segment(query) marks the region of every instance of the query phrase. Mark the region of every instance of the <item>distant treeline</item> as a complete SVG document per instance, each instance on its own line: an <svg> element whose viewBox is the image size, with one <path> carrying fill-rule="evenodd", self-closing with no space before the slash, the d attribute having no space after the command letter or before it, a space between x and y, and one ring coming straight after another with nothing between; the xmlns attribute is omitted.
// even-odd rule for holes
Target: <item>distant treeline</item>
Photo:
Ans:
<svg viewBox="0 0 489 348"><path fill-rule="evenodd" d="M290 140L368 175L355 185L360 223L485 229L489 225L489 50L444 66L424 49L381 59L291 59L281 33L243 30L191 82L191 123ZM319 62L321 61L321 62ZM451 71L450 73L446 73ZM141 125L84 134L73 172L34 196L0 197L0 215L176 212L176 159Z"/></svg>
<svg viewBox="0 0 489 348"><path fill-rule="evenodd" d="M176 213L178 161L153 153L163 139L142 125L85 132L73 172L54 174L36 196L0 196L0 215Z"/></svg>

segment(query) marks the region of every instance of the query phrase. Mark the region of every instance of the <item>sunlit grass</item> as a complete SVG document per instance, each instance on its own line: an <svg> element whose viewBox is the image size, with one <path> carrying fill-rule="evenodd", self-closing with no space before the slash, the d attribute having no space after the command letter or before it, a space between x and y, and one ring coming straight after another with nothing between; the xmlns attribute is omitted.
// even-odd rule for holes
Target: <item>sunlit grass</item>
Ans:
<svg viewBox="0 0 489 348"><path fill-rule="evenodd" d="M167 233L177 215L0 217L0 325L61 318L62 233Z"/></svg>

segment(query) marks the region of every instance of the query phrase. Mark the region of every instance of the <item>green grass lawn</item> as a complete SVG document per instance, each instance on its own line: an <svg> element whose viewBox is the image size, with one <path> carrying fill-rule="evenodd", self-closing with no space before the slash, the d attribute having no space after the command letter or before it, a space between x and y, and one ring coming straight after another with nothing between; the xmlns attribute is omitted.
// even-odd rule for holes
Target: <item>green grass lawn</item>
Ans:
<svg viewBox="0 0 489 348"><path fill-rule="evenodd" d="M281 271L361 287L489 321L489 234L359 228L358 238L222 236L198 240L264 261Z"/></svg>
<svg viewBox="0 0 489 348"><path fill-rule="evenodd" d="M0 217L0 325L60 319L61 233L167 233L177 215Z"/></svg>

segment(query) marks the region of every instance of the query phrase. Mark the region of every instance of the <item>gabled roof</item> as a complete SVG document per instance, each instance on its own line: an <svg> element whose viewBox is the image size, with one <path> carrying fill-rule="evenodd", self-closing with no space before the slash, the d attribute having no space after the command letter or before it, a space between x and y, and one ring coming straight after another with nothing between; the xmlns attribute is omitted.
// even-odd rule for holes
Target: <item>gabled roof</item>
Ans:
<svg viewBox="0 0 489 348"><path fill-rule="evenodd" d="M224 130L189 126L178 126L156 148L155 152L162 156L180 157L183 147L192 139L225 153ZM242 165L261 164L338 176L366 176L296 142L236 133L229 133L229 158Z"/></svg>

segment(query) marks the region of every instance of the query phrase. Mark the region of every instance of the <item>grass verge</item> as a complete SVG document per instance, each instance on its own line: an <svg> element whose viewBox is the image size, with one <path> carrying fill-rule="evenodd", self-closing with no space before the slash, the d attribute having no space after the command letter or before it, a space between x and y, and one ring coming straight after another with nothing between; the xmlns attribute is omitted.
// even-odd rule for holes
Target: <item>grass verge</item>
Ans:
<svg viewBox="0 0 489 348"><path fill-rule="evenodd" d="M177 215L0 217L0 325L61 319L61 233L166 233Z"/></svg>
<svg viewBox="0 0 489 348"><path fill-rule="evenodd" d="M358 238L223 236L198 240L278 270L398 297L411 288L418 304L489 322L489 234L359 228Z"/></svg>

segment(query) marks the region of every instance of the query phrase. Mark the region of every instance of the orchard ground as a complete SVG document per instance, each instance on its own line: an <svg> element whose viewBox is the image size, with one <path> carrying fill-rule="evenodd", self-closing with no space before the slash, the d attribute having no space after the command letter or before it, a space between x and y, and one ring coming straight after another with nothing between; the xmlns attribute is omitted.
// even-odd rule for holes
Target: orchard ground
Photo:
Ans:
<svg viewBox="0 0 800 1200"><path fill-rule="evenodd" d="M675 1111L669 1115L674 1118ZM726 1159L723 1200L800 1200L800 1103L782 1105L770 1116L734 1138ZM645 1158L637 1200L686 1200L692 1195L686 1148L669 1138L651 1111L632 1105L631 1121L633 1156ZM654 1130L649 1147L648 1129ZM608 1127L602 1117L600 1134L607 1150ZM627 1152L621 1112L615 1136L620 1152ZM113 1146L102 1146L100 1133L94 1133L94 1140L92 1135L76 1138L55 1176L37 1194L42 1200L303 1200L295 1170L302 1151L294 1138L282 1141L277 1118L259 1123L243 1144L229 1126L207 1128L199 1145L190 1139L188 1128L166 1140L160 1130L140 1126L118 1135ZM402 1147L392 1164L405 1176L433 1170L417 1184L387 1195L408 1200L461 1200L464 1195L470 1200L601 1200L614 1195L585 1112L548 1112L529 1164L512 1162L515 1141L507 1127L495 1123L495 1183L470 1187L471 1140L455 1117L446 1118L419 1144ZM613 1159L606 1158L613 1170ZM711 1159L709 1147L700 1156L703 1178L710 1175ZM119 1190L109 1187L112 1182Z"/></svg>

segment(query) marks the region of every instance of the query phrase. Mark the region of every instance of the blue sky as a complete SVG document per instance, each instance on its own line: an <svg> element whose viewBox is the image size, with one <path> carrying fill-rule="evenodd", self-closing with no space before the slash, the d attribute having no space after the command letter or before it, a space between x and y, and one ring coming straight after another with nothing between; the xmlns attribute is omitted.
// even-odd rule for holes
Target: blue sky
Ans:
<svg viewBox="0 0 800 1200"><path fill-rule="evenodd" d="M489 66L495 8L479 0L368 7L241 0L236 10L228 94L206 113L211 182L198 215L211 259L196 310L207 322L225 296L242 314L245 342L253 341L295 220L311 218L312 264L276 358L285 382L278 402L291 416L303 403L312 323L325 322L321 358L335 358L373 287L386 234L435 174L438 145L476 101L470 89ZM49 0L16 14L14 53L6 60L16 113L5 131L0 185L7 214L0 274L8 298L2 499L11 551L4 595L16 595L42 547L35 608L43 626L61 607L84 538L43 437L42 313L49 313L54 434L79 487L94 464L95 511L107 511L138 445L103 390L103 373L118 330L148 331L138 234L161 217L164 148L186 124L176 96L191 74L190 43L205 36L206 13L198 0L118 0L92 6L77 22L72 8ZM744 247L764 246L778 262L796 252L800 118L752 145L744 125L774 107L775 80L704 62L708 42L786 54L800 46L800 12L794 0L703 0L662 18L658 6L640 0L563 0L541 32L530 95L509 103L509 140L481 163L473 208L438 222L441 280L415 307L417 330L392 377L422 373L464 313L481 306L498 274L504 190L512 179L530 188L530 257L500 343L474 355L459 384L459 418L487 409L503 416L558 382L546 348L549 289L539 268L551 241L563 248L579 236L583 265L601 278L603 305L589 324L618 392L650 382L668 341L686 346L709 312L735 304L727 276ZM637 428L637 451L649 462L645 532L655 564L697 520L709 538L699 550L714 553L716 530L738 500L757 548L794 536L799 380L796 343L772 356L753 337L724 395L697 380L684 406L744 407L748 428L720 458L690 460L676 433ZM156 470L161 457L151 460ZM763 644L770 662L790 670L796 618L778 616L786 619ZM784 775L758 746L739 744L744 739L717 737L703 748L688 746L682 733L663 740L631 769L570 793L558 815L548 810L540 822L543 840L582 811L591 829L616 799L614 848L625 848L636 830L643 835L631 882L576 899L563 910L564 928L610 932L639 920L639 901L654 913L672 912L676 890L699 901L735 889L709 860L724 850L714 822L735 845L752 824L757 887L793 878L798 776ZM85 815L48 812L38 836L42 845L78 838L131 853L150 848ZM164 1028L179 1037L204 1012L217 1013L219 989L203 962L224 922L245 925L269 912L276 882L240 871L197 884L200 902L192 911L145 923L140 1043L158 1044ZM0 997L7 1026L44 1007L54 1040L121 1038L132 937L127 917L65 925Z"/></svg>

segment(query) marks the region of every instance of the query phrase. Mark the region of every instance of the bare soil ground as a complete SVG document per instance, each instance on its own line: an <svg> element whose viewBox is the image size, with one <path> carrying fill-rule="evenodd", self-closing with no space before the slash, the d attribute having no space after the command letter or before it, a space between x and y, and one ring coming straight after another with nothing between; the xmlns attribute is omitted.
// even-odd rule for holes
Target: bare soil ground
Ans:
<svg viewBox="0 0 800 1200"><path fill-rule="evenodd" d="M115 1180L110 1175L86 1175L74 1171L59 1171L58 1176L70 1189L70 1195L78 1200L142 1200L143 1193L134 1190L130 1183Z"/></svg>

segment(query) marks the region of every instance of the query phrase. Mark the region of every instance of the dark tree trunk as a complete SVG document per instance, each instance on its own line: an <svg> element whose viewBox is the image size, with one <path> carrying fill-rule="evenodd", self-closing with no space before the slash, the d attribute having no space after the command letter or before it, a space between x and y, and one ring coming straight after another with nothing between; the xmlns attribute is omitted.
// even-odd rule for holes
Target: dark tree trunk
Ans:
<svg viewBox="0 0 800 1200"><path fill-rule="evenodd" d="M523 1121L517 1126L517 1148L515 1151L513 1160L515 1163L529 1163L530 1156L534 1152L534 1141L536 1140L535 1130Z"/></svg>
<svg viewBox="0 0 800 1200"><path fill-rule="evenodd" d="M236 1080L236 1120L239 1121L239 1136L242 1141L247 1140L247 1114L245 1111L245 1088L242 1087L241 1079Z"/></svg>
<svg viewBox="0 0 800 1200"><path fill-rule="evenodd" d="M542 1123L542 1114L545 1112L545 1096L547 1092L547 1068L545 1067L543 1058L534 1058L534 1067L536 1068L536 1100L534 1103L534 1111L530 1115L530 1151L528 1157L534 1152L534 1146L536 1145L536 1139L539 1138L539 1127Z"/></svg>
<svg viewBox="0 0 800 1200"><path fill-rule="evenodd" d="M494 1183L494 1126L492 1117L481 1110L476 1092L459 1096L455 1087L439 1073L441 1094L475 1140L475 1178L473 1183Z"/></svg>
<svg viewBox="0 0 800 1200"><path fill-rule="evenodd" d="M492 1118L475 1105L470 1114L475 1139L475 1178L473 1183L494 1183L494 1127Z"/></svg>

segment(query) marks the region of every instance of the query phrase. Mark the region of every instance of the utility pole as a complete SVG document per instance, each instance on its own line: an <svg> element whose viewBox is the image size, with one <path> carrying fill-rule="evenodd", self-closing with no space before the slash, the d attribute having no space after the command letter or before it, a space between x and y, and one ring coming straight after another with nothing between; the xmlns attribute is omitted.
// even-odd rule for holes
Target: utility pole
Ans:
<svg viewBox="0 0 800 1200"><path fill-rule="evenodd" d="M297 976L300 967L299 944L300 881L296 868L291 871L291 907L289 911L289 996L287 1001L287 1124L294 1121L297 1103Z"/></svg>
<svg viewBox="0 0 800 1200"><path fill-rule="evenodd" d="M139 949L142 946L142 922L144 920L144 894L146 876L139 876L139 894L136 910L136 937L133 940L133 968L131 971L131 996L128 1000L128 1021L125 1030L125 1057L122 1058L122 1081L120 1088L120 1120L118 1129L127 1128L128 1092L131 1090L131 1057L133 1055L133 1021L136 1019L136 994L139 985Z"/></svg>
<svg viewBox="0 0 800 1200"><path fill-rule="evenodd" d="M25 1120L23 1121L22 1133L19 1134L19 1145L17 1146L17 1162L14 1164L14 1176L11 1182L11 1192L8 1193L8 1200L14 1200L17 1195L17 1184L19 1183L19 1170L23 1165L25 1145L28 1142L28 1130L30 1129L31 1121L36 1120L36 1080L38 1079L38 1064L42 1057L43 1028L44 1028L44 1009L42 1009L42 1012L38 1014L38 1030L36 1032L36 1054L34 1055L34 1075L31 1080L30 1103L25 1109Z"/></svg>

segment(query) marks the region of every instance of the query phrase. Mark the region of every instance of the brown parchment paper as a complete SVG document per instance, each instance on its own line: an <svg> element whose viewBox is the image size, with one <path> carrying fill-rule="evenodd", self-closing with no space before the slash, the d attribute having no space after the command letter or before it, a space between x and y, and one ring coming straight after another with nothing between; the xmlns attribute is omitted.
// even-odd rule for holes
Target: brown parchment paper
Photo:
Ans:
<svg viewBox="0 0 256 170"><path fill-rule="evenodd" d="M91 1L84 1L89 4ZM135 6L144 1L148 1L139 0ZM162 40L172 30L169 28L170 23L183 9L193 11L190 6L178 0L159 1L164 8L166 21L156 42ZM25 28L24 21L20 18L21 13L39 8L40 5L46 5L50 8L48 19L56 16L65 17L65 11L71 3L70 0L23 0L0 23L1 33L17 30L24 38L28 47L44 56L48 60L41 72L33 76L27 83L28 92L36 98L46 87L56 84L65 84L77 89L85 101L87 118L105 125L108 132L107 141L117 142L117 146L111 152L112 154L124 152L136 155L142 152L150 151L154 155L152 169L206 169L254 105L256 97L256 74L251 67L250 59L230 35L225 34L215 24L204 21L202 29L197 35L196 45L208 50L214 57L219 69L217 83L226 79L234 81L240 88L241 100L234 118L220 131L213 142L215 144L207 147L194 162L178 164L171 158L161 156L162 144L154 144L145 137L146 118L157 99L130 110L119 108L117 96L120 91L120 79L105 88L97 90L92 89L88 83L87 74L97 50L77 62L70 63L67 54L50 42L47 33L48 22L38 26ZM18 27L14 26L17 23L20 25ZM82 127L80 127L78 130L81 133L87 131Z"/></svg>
=-=-=-=-=
Exercise task: Locate the line that contains "of the brown". Repeat it and every line after it, up to and including the final line, exactly.

Exercise output:
segment(query) marks the region of every instance of the query phrase. Mark the region of every instance of the brown parchment paper as a complete SVG document per instance, each instance on its own line: an <svg> element whose viewBox is the image size, with one <path> carrying fill-rule="evenodd", self-closing with no space before the slash, the d attribute having no space after the command letter or before it, a space between x and y, and one ring coming straight after another with nothing between; the xmlns attribute is omitted.
// even-odd rule for holes
Target: brown parchment paper
Photo:
Ans:
<svg viewBox="0 0 256 170"><path fill-rule="evenodd" d="M91 1L84 1L89 4ZM135 6L144 1L148 1L139 0ZM162 40L172 30L169 28L170 23L183 9L193 11L190 6L178 0L159 1L164 8L166 21L156 42ZM25 28L24 21L20 18L21 13L39 8L40 5L46 5L50 8L48 19L56 16L65 17L65 11L71 3L70 0L23 0L0 23L1 33L17 30L24 38L28 47L44 56L48 60L41 72L33 76L27 83L28 92L36 98L46 87L56 84L65 84L77 89L85 101L87 118L105 125L108 132L107 141L117 142L117 146L111 152L112 154L124 152L136 155L142 152L150 151L154 155L152 169L206 169L254 105L256 97L256 74L251 67L250 59L230 35L225 34L215 24L204 21L202 29L197 35L196 45L208 50L214 57L219 69L217 83L226 79L234 81L240 88L241 100L234 118L220 131L213 142L215 144L207 147L194 162L178 164L171 158L161 156L162 144L154 144L145 137L146 118L157 99L130 110L119 108L117 96L120 91L120 79L105 88L97 90L92 89L88 83L87 74L97 50L77 62L70 63L67 54L50 42L47 33L48 22L38 26ZM18 27L14 26L17 23L20 25ZM82 127L80 127L78 130L81 133L87 131Z"/></svg>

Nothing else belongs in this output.